[Source material — start]
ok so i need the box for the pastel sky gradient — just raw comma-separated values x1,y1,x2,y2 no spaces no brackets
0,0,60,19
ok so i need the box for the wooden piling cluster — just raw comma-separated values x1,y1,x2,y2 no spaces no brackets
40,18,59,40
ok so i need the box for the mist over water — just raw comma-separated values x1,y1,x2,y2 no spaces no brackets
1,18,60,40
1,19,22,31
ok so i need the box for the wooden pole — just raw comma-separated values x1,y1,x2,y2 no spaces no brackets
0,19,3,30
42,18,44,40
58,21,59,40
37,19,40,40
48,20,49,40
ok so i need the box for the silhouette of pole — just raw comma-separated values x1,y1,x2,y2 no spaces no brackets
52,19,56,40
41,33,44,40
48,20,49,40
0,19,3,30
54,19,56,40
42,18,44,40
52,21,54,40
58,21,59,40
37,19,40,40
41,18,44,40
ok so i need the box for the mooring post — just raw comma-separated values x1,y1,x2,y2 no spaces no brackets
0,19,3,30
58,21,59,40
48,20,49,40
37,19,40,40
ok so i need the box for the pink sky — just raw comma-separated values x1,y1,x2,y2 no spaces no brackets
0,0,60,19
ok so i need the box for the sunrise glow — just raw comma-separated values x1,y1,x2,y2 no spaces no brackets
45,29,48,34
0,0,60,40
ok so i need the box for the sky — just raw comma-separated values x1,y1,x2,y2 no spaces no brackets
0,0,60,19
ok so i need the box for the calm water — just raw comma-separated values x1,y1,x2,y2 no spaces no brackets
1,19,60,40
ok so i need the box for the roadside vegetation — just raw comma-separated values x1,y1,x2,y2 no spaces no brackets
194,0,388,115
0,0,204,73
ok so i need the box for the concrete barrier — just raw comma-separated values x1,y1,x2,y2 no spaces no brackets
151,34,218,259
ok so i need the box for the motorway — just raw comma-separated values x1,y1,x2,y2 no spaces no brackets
[Source material — finish]
Work request:
Set every record down again exactly as written.

Exercise solution:
ok so i need the box for the pastel sky gradient — just raw comma-separated values x1,y1,x2,y2 no spaces no brackets
0,0,60,19
ok so i need the box for the wooden piling cluster — just raw comma-separated values x1,y1,x2,y2 no spaces no brackets
40,18,59,40
ok so i need the box for the mist over water — just raw comma-separated values x1,y1,x2,y2 no spaces no brackets
1,18,60,40
1,19,22,31
ok so i need the box for the wooden pole — just raw comma-separated values x1,y1,x2,y2 no spaces no brackets
0,19,3,30
42,18,44,40
58,21,59,40
37,19,40,40
48,20,49,40
ok so i need the box for the silhouette of pole — just raw comma-separated values x1,y1,x2,y2 no spaces no brackets
52,19,56,40
41,33,44,40
48,20,49,40
0,19,3,30
54,19,56,40
42,18,44,40
52,21,54,40
58,21,59,40
37,19,40,40
41,18,44,40
ok so i need the box for the mooring post — just raw comma-separated values x1,y1,x2,y2 no spaces no brackets
0,19,3,30
58,21,59,40
48,20,49,40
37,19,40,40
ok so i need the box for the pink sky — just raw comma-separated values x1,y1,x2,y2 no spaces no brackets
0,0,60,19
ok so i need the box for the sunrise glow — just raw comma-separated values x1,y1,x2,y2 no spaces no brackets
45,29,48,34
0,0,60,40
ok so i need the box for the sky — just raw comma-separated values x1,y1,x2,y2 no spaces no brackets
0,0,60,19
ok so i need the box for the calm water — just raw comma-separated values x1,y1,x2,y2 no spaces no brackets
1,19,60,40
ok so i need the box for the roadside vegetation — just raw comma-separated values x1,y1,x2,y2 no spaces no brackets
194,0,388,115
0,0,204,73
ok so i need the box for the concrete barrier — just raw comma-separated values x1,y1,x2,y2 no spaces no brackets
151,34,218,259
ok so i need the box for the motorway — just raw comma-separated values x1,y1,x2,y2 no spaces no brackets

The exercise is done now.